Problem to work on:
Pictures stay out of your copy, but everything else in the records below must be repeated exactly.

Supplied data:
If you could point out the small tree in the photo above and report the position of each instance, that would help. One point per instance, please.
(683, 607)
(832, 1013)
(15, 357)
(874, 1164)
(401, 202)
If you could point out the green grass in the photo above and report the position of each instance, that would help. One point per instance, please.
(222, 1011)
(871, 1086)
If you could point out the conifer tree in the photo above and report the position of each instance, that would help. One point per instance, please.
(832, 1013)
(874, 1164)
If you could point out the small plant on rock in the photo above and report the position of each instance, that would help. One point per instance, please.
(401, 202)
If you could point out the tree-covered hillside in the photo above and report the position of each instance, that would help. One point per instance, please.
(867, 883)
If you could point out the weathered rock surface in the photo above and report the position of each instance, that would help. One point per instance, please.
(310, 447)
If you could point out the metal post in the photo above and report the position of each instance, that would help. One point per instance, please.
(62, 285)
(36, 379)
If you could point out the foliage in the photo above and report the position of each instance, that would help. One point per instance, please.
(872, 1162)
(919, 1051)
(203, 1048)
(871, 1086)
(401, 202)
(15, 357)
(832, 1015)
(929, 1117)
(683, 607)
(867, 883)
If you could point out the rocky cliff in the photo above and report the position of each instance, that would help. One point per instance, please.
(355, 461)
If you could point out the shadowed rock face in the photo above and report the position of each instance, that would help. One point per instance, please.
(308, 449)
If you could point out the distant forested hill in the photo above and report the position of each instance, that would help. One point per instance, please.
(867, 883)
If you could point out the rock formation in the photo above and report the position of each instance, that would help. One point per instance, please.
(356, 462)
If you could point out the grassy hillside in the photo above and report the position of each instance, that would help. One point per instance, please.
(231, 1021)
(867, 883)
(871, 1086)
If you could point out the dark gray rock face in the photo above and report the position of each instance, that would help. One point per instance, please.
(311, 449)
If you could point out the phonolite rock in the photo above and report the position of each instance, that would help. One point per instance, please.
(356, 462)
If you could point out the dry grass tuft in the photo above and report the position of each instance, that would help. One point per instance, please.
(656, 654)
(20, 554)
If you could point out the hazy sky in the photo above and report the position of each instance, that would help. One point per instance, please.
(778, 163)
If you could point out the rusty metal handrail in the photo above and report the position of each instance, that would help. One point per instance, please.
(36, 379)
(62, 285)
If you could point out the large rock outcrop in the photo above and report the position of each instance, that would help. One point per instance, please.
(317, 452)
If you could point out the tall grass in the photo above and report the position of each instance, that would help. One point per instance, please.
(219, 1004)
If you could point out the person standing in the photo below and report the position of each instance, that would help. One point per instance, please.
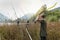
(43, 25)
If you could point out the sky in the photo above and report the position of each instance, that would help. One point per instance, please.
(22, 7)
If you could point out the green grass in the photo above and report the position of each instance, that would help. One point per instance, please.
(14, 32)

Answer box:
If you could point out the small tree in the photo above and report the position of each instance, that would help. One point per instance, please.
(683, 607)
(832, 1013)
(15, 357)
(874, 1164)
(401, 202)
If you could point out the green grass in the photo above and report the position of each instance, that would help. One point per instance, please.
(222, 1011)
(871, 1086)
If you could point out the conifer tree in the photo above and report the position of each instance, that would help. One point per instance, please.
(832, 1013)
(874, 1164)
If you could point out the small plant on rock in the photo above and report the position of each instance, that would help. One point per instance, please.
(401, 202)
If you could point out the tree-covered hillside in the photo above and report the position of each instance, that would help. One point per instance, please.
(867, 883)
If you could point out the weathered rock surface in the photo above and report the position of each instance, that would help. One point per instance, please.
(310, 447)
If you could point out the metal post in the photo above and report the position of each instance, that would help. One point per instance, please.
(62, 285)
(36, 379)
If you could point out the foliage in the photo above and report the position of each instance, that would help. One point per instance, please.
(872, 1162)
(919, 1051)
(203, 1048)
(871, 1086)
(401, 202)
(15, 357)
(832, 1015)
(929, 1117)
(683, 607)
(867, 883)
If you could point out the rocky cliff in the photo above and report the position of each instance, that would help. One point per instance, please.
(355, 461)
If you could point out the shadowed rock face in the photo above and report the position of each instance, that would help. One point per instance, please.
(308, 449)
If you could point out the distant forested hill in the photo above and report the position of each instance, that would help. One point per instance, please.
(867, 883)
If you could point out the rock formation in the photo above and report the position of each instance, that would help. One point per instance, please.
(356, 462)
If you could point out the grassy hillside in the photo above and report the position of each instance, that would help. One point per instance, please.
(231, 1021)
(867, 883)
(871, 1086)
If you could point out the dark gray rock face in the photo above and report the position of each instance, that would help. One point per instance, please.
(311, 449)
If you could point out the phonolite rock in the photo above and report the position of each instance, that would help. One point per instance, please.
(356, 462)
If you could point out the dry grass tuft in the photo above and report the position of each instance, that would help. One point per instance, please.
(656, 654)
(20, 554)
If you could point out the hazy sky in the photo above and report the position of each instance, that would help. One point per instance, please.
(778, 163)
If you could point out the rusty metal handrail in the photo above and report the position of each instance, that would help. One point per instance, please.
(36, 379)
(62, 285)
If you could point out the large rock outcrop in the photo above and report the position of each instance, that would help. One point per instance, please.
(317, 452)
If you could point out the tall grass in the photo above and report the position of each instance, that would help. One point per instance, please.
(219, 1004)
If you could point out the person standing in the photo below and report the position of each instance, that would help. One point per instance, please.
(43, 25)
If you could point out the sky in the photo above and report the position of each instance, that would help. One point per instance, please.
(22, 7)
If you could point out the green grass in the photo above and report the position of each instance, that would help. One point per instance, please.
(14, 32)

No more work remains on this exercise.